- _What you should do_: Copy the data as given. No line may be skipped.
*** Opening The input ***
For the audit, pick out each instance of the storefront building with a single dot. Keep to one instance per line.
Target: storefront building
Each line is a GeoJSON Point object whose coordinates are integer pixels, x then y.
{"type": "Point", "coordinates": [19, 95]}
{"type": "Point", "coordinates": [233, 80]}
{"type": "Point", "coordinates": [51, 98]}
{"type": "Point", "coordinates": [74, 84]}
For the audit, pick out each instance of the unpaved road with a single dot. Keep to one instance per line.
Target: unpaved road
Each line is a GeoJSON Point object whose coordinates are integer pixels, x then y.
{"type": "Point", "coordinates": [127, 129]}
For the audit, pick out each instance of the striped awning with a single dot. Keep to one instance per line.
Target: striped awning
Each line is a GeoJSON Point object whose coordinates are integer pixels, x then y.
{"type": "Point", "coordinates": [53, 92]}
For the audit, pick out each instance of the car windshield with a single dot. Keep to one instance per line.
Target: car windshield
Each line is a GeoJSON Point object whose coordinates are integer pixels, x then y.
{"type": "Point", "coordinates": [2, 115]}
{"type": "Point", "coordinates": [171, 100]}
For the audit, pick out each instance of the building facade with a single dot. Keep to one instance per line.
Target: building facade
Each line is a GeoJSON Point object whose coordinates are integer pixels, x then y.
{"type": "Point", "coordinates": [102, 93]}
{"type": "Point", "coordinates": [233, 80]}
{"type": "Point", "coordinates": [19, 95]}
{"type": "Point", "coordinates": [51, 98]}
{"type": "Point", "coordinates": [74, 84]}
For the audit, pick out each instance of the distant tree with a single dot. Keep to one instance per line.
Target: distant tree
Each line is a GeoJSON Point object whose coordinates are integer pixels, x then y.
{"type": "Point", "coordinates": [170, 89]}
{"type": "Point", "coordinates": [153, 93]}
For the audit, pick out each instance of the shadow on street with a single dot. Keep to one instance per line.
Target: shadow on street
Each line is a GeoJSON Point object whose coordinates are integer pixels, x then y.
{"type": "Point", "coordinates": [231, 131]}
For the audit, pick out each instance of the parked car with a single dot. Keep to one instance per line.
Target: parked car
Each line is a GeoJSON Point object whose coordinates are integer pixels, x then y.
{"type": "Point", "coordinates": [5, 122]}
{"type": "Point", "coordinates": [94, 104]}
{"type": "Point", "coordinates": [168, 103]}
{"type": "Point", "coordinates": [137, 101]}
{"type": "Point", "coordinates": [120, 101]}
*** Closing The input ***
- _Response below_:
For the audit, pick out each instance of the storefront building with a single dot. Keep to one instance per line.
Target: storefront building
Each line is a GeoJSON Point object whose coordinates are integer pixels, x then y.
{"type": "Point", "coordinates": [19, 95]}
{"type": "Point", "coordinates": [233, 80]}
{"type": "Point", "coordinates": [51, 98]}
{"type": "Point", "coordinates": [74, 84]}
For the audit, pick out each instance of the unpaved road with a single dot. Keep to one instance per line.
Target: unpaved road
Each line is a GeoJSON Point object whose coordinates are integer pixels, x then y.
{"type": "Point", "coordinates": [127, 129]}
For the audit, pick out each instance of the striped awning with a single dot. Keep to one instance per line.
Target: striped awning
Each line is a GeoJSON Point object whose coordinates are integer pixels, x then y.
{"type": "Point", "coordinates": [53, 92]}
For the audit, pick out each instance of the car windshield with a single dot. Keep to one instance per line.
Target: car windshield
Each line is a GeoJSON Point object whose coordinates are integer pixels, x then y.
{"type": "Point", "coordinates": [2, 115]}
{"type": "Point", "coordinates": [171, 100]}
For the audit, pick out each instance of the building facade with a single dot. Keep to one instance per line.
Target: building facade
Each line is a GeoJSON Point object whose coordinates are integer pixels, x then y.
{"type": "Point", "coordinates": [102, 93]}
{"type": "Point", "coordinates": [233, 80]}
{"type": "Point", "coordinates": [19, 95]}
{"type": "Point", "coordinates": [51, 98]}
{"type": "Point", "coordinates": [74, 84]}
For the audit, pick out each instance of the distant tree with a single dot. Keep to one instance per line.
Target: distant tree
Each line is a GeoJSON Point object whose coordinates are integer pixels, x then y.
{"type": "Point", "coordinates": [170, 89]}
{"type": "Point", "coordinates": [153, 93]}
For the audit, pick out each instance of the shadow on street with a single dot. Keep to one instance per line.
Target: shadow on street
Each line is a GeoJSON Point object whose coordinates are integer pixels, x then y.
{"type": "Point", "coordinates": [231, 131]}
For the audit, pick out each instance of the parked car with a single dot. Keep to one instance per line.
Target: parked car
Each line is a GeoJSON Point object whose coordinates are integer pixels, x then y.
{"type": "Point", "coordinates": [5, 122]}
{"type": "Point", "coordinates": [94, 104]}
{"type": "Point", "coordinates": [168, 103]}
{"type": "Point", "coordinates": [137, 101]}
{"type": "Point", "coordinates": [120, 101]}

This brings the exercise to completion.